-- Supplied text start --

The Maxima's good, but Infiniti's the front-runner


The '09 Maxima veers closer to its upscale sibling but remains a conventional sedan.
By DAN NEIL
October 24, 2008
According to our friends at Kelley Blue Book Marketing Research, you can tell which presidential candidate a person supports by looking at what kind of car they drive. Republican Sen. John McCain has the support of 66% of full-size pickup truck drivers; not surprisingly, perhaps, hybrid drivers are more inclined toward Democratic Sen. Barack Obama. Alaska Gov. Sarah Palin scores very high with drivers of Zambonis.

Supporters of Sen. Joe Biden take the train, back and forth, from Washington to Delaware for 35 years.

As for brands, KBB reports Obama leading McCain among owners of nichy import vehicles, including Mini (70%), Subaru (61%) and Saab (59%). Does that mean 41% of Saab owners support McCain? Not necessarily. Remember there are several credible independent candidates, including Rep. Ron Paul, Ralph Nader, Bob Barr and Sha'alweed from the planet Niiik6.

Does the Nissan Maxima still have a constituency? In the early 1990s, this was the cool Nissan to have -- a tightly drafted, reasonably racy Japanese sedan noted for its affordable fun and can't-kill-it durability. Tuners and slammers loved it. Nissan called it their 4DSC, which stood for "four-door sports car" (though I always thought that was eight-door hyperbole).

In recent years, if the Maxima were a political party, it could have held its rallies in a porta-potty. The once-sporty midsizer had been rendered all but irrelevant by the slightly smaller, swifter and cheaper Nissan Altima, built from the same greasy bits and using the same 3.5-liter V6.

-- Supplied text end --
-- Entries supplied start --

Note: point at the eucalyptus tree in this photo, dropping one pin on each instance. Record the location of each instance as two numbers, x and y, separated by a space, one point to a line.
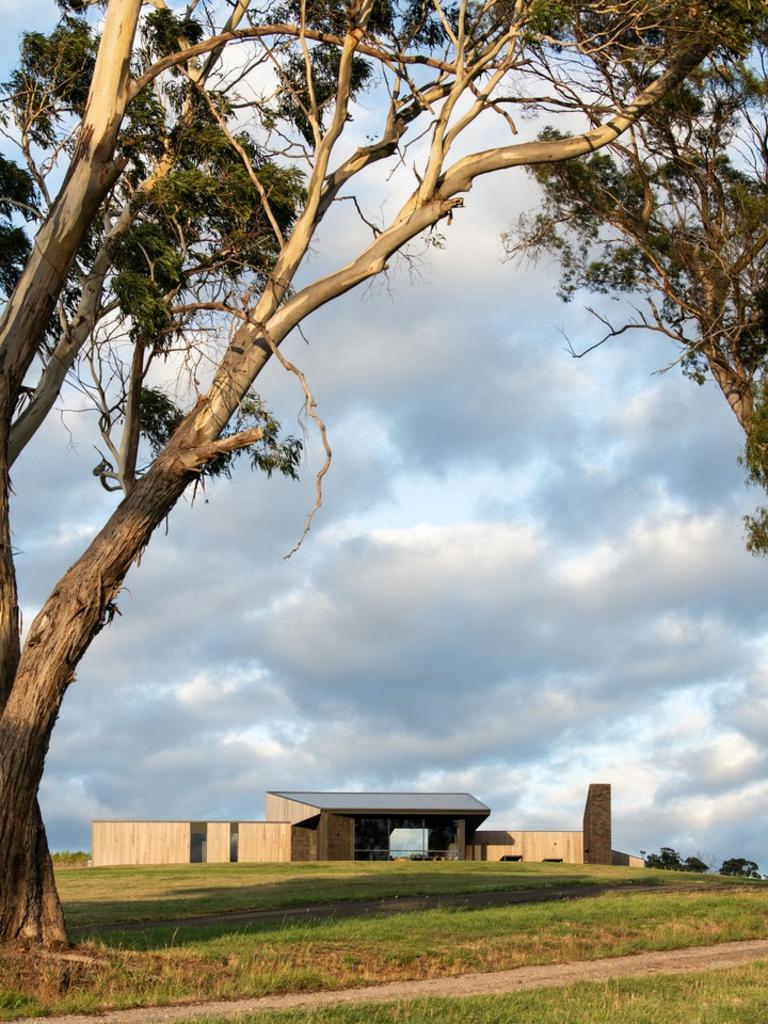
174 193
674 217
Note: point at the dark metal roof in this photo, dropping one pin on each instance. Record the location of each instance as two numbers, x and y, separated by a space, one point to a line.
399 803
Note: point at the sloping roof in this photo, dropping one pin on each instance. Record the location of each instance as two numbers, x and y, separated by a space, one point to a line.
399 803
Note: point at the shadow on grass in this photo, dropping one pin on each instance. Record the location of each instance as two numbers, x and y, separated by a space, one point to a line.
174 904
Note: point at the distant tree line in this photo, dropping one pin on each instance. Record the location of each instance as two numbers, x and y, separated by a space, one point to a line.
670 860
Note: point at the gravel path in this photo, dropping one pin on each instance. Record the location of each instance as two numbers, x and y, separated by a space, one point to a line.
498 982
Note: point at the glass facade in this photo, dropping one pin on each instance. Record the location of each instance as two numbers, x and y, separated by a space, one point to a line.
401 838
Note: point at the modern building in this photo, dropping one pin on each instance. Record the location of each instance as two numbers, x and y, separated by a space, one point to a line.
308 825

-- Entries supplied end --

§ **The request**
Carry on the Nissan Maxima review, picking up right after its last sentence.

§ **Output below**
Yet the bigger problem for Nissan's top-shelf sedan, it seems to me, was its loss of identity. The numb-handed corporate styling, the perfunctory interiors, the middling performance. If these are the planks of your platform, you ought to be campaigning in Albania.

For 2009, the Maxima has gotten a candidate makeover -- for much less than $150,000. The big changes include a 290-horsepower version of Nissan/Infiniti's VQ-series V6 (a 35-hp bump over the 2008 model), which gushes power through a continuously variable transmission and out the front wheels in a deluge of exuberant torque steer.

This is a car that is trying really hard to be liked, a little like Hillary. Eager, aggressive, hypercompetent, the new Maxima doesn't so much sit on the fence as caromthrough it. It's a four-wheel pantsuit.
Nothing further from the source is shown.